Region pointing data
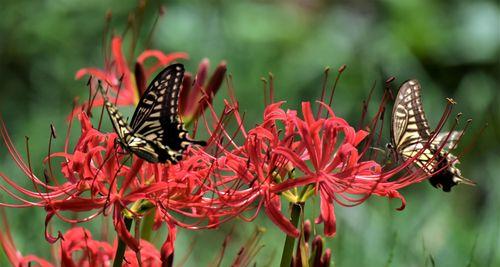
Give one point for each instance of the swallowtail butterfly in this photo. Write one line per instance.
(410, 133)
(156, 132)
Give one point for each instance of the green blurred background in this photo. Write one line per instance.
(451, 46)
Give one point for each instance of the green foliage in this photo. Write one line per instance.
(452, 47)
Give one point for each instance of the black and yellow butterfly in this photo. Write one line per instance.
(410, 134)
(156, 132)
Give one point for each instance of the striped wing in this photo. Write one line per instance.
(156, 117)
(447, 139)
(409, 124)
(156, 114)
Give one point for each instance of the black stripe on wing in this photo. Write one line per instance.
(409, 124)
(157, 115)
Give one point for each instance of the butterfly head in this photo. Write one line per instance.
(450, 176)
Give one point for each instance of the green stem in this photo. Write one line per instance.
(286, 257)
(120, 250)
(147, 226)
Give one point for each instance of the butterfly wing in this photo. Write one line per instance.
(410, 133)
(157, 107)
(410, 128)
(448, 140)
(157, 115)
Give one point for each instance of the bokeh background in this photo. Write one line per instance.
(452, 47)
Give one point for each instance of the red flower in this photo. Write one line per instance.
(126, 86)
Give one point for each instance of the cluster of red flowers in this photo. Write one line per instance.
(291, 153)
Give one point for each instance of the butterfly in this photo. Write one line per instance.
(410, 134)
(155, 133)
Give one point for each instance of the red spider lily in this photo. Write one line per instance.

* WHAT YOU SHOULD DO *
A verbatim copy of every record is required, with all pictures excluded.

* WRITTEN ANSWER *
Give one point for each instance of the swallowtail butterfly in this photo. Write one line per instance.
(410, 133)
(156, 132)
Give one point for each instance of the green blurred background in this photo. Write one line per instance.
(451, 46)
Give one point for each instance of the green foliage in this photo. Write one line per instance.
(452, 47)
Give one point for each instance of the black and yellow butterfly in this photo. Write one line per instance.
(410, 134)
(156, 132)
Give one point for each instance of the striped wing in this photo. Write one line per instance.
(156, 117)
(447, 139)
(409, 124)
(156, 114)
Give one point for each instance of the black stripe on wing in this photo. Write one line per instance.
(409, 124)
(157, 115)
Give one point for each instance of the butterfly head in this photo. Write one line per instance.
(450, 176)
Give one point for each instance of the green stem in this photo. Write one line per instance.
(286, 257)
(120, 250)
(147, 226)
Give one point for each instance of the butterfly wing in this photo. Write one line per instance.
(410, 133)
(157, 107)
(410, 128)
(448, 140)
(157, 115)
Give one point for each instance of the bokeh background in this photo. Write one line per instance.
(452, 47)
Give one point for each instance of the red flower in this photo. Write one line per instance.
(126, 86)
Give one point for each instance of the cluster of red flowers in this photo. Write one line per instance.
(291, 153)
Give one point for each instance of the butterfly in this photo. Write one line per instance.
(410, 134)
(155, 133)
Give one point for each instance of the red spider lily in this photo. Write one line per instance.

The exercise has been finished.